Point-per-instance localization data
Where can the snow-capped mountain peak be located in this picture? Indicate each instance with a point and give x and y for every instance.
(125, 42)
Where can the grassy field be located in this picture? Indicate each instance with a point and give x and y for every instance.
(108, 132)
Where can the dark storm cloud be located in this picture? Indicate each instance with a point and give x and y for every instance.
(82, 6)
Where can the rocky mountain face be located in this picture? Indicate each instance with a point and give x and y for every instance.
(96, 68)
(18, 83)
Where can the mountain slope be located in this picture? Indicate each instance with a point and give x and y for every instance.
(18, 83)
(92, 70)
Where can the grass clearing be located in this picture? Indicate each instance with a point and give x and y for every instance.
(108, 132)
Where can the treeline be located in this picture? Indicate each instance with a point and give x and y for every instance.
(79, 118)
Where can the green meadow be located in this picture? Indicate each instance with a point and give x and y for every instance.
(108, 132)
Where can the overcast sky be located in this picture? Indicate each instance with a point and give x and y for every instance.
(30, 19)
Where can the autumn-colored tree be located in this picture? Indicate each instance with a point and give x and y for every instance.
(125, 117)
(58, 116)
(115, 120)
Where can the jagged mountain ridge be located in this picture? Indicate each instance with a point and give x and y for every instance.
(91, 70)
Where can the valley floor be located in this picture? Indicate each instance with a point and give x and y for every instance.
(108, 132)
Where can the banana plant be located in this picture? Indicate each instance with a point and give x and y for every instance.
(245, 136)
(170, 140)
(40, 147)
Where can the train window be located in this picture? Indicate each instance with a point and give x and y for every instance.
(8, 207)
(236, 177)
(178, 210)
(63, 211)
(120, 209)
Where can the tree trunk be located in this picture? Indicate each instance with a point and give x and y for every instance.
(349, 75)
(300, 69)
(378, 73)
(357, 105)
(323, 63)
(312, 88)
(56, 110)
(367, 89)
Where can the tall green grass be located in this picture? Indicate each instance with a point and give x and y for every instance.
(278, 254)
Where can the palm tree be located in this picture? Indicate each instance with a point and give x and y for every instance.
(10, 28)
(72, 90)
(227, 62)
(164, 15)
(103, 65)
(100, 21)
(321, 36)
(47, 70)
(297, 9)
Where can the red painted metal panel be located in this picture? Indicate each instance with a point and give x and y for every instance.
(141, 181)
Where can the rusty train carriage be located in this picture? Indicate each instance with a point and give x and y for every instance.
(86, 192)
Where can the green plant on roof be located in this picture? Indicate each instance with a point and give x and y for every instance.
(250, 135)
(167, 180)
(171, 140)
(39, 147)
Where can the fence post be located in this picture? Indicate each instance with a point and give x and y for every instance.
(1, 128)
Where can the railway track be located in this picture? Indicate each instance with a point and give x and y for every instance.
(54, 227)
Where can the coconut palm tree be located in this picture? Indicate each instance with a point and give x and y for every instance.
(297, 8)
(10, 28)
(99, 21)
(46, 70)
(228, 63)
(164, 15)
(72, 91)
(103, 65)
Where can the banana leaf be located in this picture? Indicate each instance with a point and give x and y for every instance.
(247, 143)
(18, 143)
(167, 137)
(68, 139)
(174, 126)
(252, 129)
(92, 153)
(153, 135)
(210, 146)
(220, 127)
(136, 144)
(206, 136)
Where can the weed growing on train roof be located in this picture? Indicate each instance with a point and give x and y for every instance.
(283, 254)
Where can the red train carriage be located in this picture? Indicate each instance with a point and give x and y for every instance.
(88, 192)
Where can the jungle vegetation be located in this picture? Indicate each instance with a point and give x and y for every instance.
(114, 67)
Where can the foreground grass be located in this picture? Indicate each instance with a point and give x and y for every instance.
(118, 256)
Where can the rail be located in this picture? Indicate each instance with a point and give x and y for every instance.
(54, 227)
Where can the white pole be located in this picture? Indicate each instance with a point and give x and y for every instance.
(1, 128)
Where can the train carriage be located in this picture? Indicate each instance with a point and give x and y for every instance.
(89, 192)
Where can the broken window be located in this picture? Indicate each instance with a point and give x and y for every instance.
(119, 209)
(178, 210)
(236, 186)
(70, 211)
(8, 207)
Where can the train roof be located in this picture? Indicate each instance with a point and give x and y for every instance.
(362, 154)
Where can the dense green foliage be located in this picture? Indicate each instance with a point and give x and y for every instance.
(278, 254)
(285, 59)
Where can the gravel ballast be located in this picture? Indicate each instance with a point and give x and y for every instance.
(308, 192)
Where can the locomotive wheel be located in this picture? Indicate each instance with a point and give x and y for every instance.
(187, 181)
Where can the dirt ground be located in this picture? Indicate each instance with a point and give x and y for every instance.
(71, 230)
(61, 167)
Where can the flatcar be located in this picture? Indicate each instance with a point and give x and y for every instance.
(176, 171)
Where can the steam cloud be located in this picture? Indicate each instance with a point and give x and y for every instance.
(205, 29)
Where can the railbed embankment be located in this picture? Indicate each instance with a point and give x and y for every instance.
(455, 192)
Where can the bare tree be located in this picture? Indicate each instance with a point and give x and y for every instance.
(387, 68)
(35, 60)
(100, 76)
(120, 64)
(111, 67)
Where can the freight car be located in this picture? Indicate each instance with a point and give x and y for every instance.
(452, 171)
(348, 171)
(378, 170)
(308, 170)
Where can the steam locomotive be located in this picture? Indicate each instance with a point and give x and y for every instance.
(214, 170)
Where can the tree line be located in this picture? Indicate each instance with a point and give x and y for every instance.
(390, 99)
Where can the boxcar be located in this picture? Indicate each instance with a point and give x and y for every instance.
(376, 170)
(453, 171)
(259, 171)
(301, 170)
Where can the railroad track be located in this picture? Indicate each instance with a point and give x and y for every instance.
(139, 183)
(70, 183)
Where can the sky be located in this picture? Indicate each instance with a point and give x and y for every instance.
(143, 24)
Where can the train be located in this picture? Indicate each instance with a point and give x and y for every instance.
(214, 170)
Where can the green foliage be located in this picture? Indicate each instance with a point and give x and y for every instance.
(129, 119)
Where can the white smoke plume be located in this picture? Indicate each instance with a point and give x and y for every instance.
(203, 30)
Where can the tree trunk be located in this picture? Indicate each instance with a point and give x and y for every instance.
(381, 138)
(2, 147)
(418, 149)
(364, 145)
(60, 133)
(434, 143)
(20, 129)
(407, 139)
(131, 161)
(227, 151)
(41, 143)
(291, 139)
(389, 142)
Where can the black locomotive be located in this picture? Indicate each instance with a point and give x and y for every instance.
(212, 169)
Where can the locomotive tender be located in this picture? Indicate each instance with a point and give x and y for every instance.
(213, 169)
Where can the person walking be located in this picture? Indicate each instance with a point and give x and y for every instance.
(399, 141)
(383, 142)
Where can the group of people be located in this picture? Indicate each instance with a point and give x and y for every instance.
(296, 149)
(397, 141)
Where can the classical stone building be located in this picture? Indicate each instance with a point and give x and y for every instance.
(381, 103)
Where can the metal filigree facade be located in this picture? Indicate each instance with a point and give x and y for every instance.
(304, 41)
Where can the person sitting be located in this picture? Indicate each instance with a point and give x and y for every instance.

● **TASK ITEM**
Repeat the lines above, from the one containing "Where can the metal" to the final line, word for word and with nothing else.

● **SOLVED PROBLEM**
Where can the metal filigree facade be located in this picture? Indicate each instance with a point and give x and y for every instance.
(304, 41)
Where can the person sitting be located in this picture? Indicate each instance with a point and give x and y for every instance.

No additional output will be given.